## YOUR TASK
Repeat word for word the part of the Freeport Memorial Library text that begins at the words "Library in New" and stops after "Nassau Library System.".

Library in New York, United States

The Freeport Memorial Library is the main library serving the Incorporated Village of Freeport in Nassau County, on the South Shore of Long Island, in New York, United States. Its service area is known as the Freeport Library District. It is a member of the Nassau Library System.

== Description ==
The Freeport Memorial Library is one of Nassau County's largest public libraries. The library was founded in 1884 as part of the school system, granted a provisional charter by the state Board of Regents in 1895, and a permanent charter on December 21, 1899. In 1911 it was moved from a school building to a rented room in the Miller Building on South Grove Street. At that time it was a membership library: members paid ten cents for a card and were permitted to borrow two books at a time, one fiction and one nonfiction.

A drive was started in 1920 to construct a library building. The resulting library at the corner of Merrick Road and Ocean Avenue, a Beaux Arts building designed by architect Charles M. Hart, opened on Memorial Day, 1924. A year later it was renamed Freeport Memorial Library. In 1928, a tablet was erected with the names of Freeport's war dead from the American Civil War, Spanish–American War, and World War I.

Additional wings were dedicated on April 19, 1959, and on Memorial Day, 1985. Plaques were added to honor Freeporters who died in World War II, the Korean War, and the Vietnam War. The original plan was for such extensions to be built off of the original parts of the building.

== Service area ==
The Freeport Library District, which is served through the Freeport Memorial Library, serves the heavy majority of the Village of Freeport.

## DATA LISTING
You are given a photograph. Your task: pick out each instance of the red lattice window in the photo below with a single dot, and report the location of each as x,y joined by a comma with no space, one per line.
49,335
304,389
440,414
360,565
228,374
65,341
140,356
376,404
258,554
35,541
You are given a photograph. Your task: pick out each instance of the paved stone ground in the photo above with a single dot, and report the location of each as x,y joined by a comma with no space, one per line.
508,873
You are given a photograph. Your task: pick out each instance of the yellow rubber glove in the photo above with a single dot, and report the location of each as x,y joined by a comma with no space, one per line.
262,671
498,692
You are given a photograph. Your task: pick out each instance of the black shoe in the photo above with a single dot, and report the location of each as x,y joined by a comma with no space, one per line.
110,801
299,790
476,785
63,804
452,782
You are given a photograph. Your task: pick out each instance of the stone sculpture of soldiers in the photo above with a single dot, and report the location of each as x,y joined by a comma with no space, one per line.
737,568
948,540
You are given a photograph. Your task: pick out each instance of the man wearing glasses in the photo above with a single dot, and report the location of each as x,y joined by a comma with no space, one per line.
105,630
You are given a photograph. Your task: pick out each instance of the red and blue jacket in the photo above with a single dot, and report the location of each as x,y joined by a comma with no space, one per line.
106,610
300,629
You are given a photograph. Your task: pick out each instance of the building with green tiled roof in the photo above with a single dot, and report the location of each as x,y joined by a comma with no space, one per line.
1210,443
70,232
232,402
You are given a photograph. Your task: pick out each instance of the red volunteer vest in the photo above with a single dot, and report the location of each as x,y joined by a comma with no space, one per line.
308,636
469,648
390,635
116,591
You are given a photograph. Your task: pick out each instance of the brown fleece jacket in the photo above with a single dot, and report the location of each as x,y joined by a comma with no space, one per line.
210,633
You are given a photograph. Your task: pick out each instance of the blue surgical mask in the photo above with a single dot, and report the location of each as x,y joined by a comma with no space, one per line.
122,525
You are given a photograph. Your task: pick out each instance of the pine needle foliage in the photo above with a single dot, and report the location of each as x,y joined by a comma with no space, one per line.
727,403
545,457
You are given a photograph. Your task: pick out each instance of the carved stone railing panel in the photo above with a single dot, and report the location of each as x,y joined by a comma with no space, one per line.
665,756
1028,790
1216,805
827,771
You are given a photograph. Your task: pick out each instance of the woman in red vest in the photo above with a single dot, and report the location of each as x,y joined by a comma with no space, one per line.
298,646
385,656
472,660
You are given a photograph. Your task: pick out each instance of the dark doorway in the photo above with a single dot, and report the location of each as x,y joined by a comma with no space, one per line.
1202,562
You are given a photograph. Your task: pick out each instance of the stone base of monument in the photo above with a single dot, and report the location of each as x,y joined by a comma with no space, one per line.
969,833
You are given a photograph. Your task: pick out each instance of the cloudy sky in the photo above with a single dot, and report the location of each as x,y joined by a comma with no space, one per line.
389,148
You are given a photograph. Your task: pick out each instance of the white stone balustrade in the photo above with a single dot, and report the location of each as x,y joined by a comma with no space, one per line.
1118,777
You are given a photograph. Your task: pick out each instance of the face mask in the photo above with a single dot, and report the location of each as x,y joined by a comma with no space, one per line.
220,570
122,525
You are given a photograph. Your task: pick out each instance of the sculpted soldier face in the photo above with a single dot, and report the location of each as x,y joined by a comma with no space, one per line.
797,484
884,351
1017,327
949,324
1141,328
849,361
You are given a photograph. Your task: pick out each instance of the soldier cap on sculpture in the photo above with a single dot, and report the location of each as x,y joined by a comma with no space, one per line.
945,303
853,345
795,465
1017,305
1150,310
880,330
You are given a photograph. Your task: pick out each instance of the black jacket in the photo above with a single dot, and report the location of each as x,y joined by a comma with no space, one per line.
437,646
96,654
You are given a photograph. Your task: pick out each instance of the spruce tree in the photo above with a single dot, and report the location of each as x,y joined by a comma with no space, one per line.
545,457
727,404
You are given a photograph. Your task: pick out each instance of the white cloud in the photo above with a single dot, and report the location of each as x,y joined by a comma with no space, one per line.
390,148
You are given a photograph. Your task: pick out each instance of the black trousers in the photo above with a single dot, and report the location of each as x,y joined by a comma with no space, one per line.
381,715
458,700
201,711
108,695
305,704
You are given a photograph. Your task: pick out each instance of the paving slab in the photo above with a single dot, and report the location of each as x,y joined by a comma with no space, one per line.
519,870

## EXERCISE ANSWER
Library in New York, United States

The Freeport Memorial Library is the main library serving the Incorporated Village of Freeport in Nassau County, on the South Shore of Long Island, in New York, United States. Its service area is known as the Freeport Library District. It is a member of the Nassau Library System.